Keeping each line exactly as it is, output all of the records.

(Saved entries)
= = = = = = =

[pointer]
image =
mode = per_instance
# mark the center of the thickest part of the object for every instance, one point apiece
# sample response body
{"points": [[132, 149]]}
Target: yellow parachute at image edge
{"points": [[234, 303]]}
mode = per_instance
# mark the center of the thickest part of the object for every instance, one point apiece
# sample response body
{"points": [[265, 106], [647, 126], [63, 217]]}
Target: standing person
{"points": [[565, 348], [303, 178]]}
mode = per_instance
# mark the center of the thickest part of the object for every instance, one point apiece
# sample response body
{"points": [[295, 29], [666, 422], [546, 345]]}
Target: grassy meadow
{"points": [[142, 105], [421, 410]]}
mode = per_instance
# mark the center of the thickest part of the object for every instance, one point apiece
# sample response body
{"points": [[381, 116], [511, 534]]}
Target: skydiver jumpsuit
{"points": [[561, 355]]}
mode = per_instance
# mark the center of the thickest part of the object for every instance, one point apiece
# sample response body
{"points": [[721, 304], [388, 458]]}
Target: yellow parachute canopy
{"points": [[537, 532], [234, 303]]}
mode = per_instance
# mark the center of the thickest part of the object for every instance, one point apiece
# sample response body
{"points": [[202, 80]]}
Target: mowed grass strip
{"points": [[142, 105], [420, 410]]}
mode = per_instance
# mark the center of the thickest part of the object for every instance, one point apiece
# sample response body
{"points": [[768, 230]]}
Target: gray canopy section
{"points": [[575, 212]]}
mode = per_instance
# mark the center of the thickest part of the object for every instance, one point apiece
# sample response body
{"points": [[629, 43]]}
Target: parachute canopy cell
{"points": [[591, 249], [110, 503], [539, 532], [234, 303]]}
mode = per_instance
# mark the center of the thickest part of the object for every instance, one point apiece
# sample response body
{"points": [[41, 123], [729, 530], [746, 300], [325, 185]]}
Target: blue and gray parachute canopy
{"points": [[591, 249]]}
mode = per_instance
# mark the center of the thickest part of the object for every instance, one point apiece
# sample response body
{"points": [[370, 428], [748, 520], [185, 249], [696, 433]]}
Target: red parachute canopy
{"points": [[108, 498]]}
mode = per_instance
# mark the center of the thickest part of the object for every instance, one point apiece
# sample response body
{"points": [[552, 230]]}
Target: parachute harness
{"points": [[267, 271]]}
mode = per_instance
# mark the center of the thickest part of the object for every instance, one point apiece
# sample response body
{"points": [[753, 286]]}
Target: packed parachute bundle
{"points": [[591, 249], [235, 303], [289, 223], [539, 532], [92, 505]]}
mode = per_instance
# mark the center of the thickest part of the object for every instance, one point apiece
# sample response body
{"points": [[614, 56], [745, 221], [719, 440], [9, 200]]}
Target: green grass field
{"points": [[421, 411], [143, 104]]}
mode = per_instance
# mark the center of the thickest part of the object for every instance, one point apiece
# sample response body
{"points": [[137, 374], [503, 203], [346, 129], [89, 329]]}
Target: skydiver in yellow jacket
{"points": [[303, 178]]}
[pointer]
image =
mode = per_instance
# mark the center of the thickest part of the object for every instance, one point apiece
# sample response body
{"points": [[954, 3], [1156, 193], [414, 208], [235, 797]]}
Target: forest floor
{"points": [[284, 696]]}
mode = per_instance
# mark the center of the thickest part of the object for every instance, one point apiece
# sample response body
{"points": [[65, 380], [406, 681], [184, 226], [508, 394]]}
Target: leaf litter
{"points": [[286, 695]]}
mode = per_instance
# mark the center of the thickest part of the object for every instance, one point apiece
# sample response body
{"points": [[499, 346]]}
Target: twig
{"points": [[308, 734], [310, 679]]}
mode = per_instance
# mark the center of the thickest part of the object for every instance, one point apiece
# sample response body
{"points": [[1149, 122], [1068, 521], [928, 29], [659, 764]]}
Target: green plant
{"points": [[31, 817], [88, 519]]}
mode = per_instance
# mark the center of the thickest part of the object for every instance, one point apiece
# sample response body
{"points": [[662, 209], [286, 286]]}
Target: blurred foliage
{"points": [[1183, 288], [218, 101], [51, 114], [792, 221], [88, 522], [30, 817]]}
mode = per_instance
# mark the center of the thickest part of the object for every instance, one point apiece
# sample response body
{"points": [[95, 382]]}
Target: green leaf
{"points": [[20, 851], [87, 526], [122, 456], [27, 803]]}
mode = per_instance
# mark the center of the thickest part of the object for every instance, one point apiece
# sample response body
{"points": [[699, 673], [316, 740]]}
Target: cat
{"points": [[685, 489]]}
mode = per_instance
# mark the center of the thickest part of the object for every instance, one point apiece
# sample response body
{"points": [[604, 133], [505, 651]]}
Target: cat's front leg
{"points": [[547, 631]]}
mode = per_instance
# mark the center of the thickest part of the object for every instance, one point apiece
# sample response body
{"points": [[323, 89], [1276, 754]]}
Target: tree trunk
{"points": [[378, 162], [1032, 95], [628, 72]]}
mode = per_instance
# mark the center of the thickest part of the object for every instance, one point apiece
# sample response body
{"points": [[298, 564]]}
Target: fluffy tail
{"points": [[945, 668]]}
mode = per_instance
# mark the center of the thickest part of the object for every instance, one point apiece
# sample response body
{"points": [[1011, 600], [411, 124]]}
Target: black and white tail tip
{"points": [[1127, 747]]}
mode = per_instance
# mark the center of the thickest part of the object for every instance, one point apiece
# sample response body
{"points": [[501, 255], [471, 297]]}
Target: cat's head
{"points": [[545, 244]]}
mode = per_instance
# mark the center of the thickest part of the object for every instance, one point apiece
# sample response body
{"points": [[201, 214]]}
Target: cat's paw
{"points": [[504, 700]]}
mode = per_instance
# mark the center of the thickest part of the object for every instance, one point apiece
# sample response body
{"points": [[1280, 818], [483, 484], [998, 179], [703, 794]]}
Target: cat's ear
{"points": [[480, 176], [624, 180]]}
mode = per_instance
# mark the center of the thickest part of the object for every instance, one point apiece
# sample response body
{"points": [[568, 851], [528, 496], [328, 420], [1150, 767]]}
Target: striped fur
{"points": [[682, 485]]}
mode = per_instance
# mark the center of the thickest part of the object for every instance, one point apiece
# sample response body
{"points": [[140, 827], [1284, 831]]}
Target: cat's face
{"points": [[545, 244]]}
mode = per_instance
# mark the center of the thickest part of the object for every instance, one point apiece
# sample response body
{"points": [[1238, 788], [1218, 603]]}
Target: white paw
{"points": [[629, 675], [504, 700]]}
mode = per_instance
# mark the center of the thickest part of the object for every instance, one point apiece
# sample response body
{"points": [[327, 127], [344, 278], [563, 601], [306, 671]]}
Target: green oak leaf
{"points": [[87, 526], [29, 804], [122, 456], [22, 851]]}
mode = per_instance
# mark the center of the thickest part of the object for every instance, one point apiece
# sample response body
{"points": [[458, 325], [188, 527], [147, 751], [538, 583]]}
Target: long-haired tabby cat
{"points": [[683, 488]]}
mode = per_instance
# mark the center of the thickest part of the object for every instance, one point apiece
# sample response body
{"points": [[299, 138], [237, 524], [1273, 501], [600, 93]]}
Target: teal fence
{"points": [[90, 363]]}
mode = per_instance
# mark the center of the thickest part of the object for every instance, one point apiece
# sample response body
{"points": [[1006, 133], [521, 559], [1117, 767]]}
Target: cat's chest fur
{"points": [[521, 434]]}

= = = = = = =

Solution to this exercise:
[pointer]
image =
mode = per_instance
# mark the center of the thickest part of the object for every instance, one point apiece
# sample response body
{"points": [[132, 149]]}
Target: yellow parachute at image edge
{"points": [[234, 303]]}
mode = per_instance
# mark the center of the thickest part of the object for every instance, one point apiece
# sample response body
{"points": [[265, 106], [647, 126], [63, 217]]}
Target: standing person
{"points": [[565, 348], [303, 178]]}
mode = per_instance
# mark the center of the thickest part of the object for every instance, one point apiece
# sample response body
{"points": [[295, 29], [666, 422], [546, 345]]}
Target: grassy meadow
{"points": [[142, 105], [421, 410]]}
mode = per_instance
# mark the center of the thickest part of the object for every instance, one point apiece
# sample response body
{"points": [[381, 116], [511, 534]]}
Target: skydiver jumpsuit
{"points": [[561, 355]]}
mode = per_instance
# mark the center of the thickest part of the object for every instance, one point apiece
# sample response body
{"points": [[721, 304], [388, 458]]}
Target: yellow parachute canopy
{"points": [[537, 532], [234, 303]]}
mode = per_instance
# mark the center of the thickest part of the object for every instance, one point apiece
# sample response body
{"points": [[202, 80]]}
Target: mowed grass strip
{"points": [[142, 105], [420, 410]]}
mode = per_instance
# mark the center of the thickest part of the object for every instance, one point apiece
# sample response body
{"points": [[768, 230]]}
Target: gray canopy section
{"points": [[575, 212]]}
mode = per_instance
# mark the center of the thickest part of the object for every instance, one point apiece
# sample response body
{"points": [[629, 43]]}
Target: parachute canopy cell
{"points": [[591, 249], [110, 503], [539, 532], [234, 303]]}
mode = per_instance
# mark the center of the thickest part of the object for every instance, one point apiece
# sample response body
{"points": [[41, 123], [729, 530], [746, 300], [325, 185]]}
Target: blue and gray parachute canopy
{"points": [[591, 249]]}
mode = per_instance
# mark the center of the thickest part of the object for every instance, one point apiece
# sample response body
{"points": [[370, 428], [748, 520], [185, 249], [696, 433]]}
Target: red parachute canopy
{"points": [[108, 498]]}
mode = per_instance
# mark the center of the thickest part of the object for every instance, one point apiece
# sample response body
{"points": [[552, 230]]}
Target: parachute harness
{"points": [[267, 271]]}
mode = per_instance
# mark the center of the thickest part of the object for every instance, one point apiece
# sample response body
{"points": [[753, 286]]}
Target: packed parachute bundle
{"points": [[591, 249], [235, 303], [289, 223], [539, 532], [92, 505]]}
mode = per_instance
# mark the center of the thickest part of the object for every instance, one point apiece
# sample response body
{"points": [[614, 56], [745, 221], [719, 440], [9, 200]]}
Target: green grass field
{"points": [[421, 411], [143, 104]]}
mode = per_instance
# mark the center of the thickest part of the object for every instance, one point apiece
# sample response body
{"points": [[137, 374], [503, 203], [346, 129], [89, 329]]}
Target: skydiver in yellow jacket
{"points": [[303, 178]]}
[pointer]
image =
mode = per_instance
# mark the center of the thickest part of the object for every instance, one point apiece
# sample response body
{"points": [[954, 3], [1156, 193], [414, 208], [235, 797]]}
Target: forest floor
{"points": [[284, 696]]}
mode = per_instance
# mark the center of the thickest part of the object for every instance, one point apiece
# sample response body
{"points": [[65, 380], [406, 681], [184, 226], [508, 394]]}
Target: leaf litter
{"points": [[286, 695]]}
mode = per_instance
# mark the center of the thickest part of the object for every instance, one point apiece
# sample response body
{"points": [[499, 346]]}
Target: twig
{"points": [[308, 734], [310, 679]]}
mode = per_instance
# mark the center of the thickest part of the object for every instance, one point apiece
# sample response body
{"points": [[1149, 122], [1068, 521], [928, 29], [659, 764]]}
Target: green plant
{"points": [[31, 817], [88, 519]]}
mode = per_instance
# mark the center of the thickest part of the object for every instance, one point apiece
# sample response body
{"points": [[662, 209], [286, 286]]}
Target: blurred foliage
{"points": [[1183, 288], [218, 101], [51, 114], [792, 221], [88, 522], [30, 817]]}
mode = per_instance
# mark the center of the thickest part of the object for every instance, one point apiece
# sample response body
{"points": [[95, 382]]}
Target: green leaf
{"points": [[20, 851], [87, 526], [122, 456], [27, 803]]}
mode = per_instance
# mark the center of the thickest part of the object for every instance, one point apiece
# sample response body
{"points": [[699, 673], [316, 740]]}
Target: cat
{"points": [[685, 489]]}
mode = per_instance
# mark the center of the thickest part of the object for every instance, one point apiece
# sample response body
{"points": [[604, 133], [505, 651]]}
Target: cat's front leg
{"points": [[547, 631]]}
mode = per_instance
# mark the center of the thickest part of the object for every instance, one point apiece
# sample response body
{"points": [[323, 89], [1276, 754]]}
Target: tree trunk
{"points": [[378, 162], [1032, 95], [628, 72]]}
mode = per_instance
# mark the center of the thickest part of the object for every instance, one point apiece
# sample response body
{"points": [[298, 564]]}
Target: fluffy tail
{"points": [[945, 668]]}
mode = per_instance
# mark the center of the thickest part of the object for every instance, one point apiece
# sample response body
{"points": [[1011, 600], [411, 124]]}
Target: black and white tail tip
{"points": [[1127, 747]]}
mode = per_instance
# mark the center of the thickest part of the object for every instance, one point apiece
# sample response body
{"points": [[501, 255], [471, 297]]}
Target: cat's head
{"points": [[545, 244]]}
mode = per_instance
# mark the center of the thickest part of the object for every instance, one point apiece
# sample response body
{"points": [[201, 214]]}
Target: cat's paw
{"points": [[504, 700]]}
mode = per_instance
# mark the center of the thickest part of the object for every instance, one point apiece
# sample response body
{"points": [[1280, 818], [483, 484], [998, 179], [703, 794]]}
Target: cat's ear
{"points": [[480, 176], [624, 180]]}
mode = per_instance
# mark the center of the thickest part of the object for every instance, one point apiece
# sample response body
{"points": [[568, 851], [528, 496], [328, 420], [1150, 767]]}
Target: striped fur
{"points": [[682, 485]]}
mode = per_instance
# mark the center of the thickest part of the object for every instance, one point apiece
# sample response body
{"points": [[140, 827], [1284, 831]]}
Target: cat's face
{"points": [[545, 244]]}
mode = per_instance
# mark the center of the thickest part of the object for every instance, one point apiece
# sample response body
{"points": [[1238, 788], [1218, 603]]}
Target: white paw
{"points": [[629, 675], [504, 700]]}
mode = per_instance
# mark the center of the thickest part of the object for every instance, one point apiece
# sample response body
{"points": [[327, 127], [344, 278], [563, 601], [306, 671]]}
Target: green oak leaf
{"points": [[87, 526], [29, 804], [122, 456], [22, 851]]}
mode = per_instance
# mark the center of the thickest part of the object for every instance, one point apiece
# sample response body
{"points": [[458, 325], [188, 527], [147, 751], [538, 583]]}
Target: long-haired tabby cat
{"points": [[683, 488]]}
mode = per_instance
# mark the center of the thickest part of the object for every instance, one point apiece
# sample response body
{"points": [[299, 138], [237, 524], [1273, 501], [600, 93]]}
Target: teal fence
{"points": [[90, 363]]}
mode = per_instance
# mark the center of the thickest part of the object for every instance, one point apiece
# sample response body
{"points": [[1006, 133], [521, 559], [1117, 767]]}
Target: cat's chest fur
{"points": [[521, 434]]}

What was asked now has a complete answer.